* _Goal_: Reproduce each of the following records verbatim, line for line.
Begin
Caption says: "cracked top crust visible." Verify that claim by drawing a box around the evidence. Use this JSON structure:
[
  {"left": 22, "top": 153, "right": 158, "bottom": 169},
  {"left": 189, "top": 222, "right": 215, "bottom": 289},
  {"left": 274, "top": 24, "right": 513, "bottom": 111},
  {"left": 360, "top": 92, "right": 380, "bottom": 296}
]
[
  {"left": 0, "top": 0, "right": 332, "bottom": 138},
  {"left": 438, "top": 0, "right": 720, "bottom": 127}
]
End
* _Full answer_:
Caption says: "cracked top crust visible." Verify that claim by drawing a box around the evidence. Use this JSON structure:
[
  {"left": 22, "top": 153, "right": 158, "bottom": 169},
  {"left": 189, "top": 222, "right": 215, "bottom": 289},
  {"left": 274, "top": 24, "right": 513, "bottom": 111},
  {"left": 360, "top": 92, "right": 380, "bottom": 296}
]
[
  {"left": 0, "top": 0, "right": 332, "bottom": 138},
  {"left": 438, "top": 0, "right": 720, "bottom": 127}
]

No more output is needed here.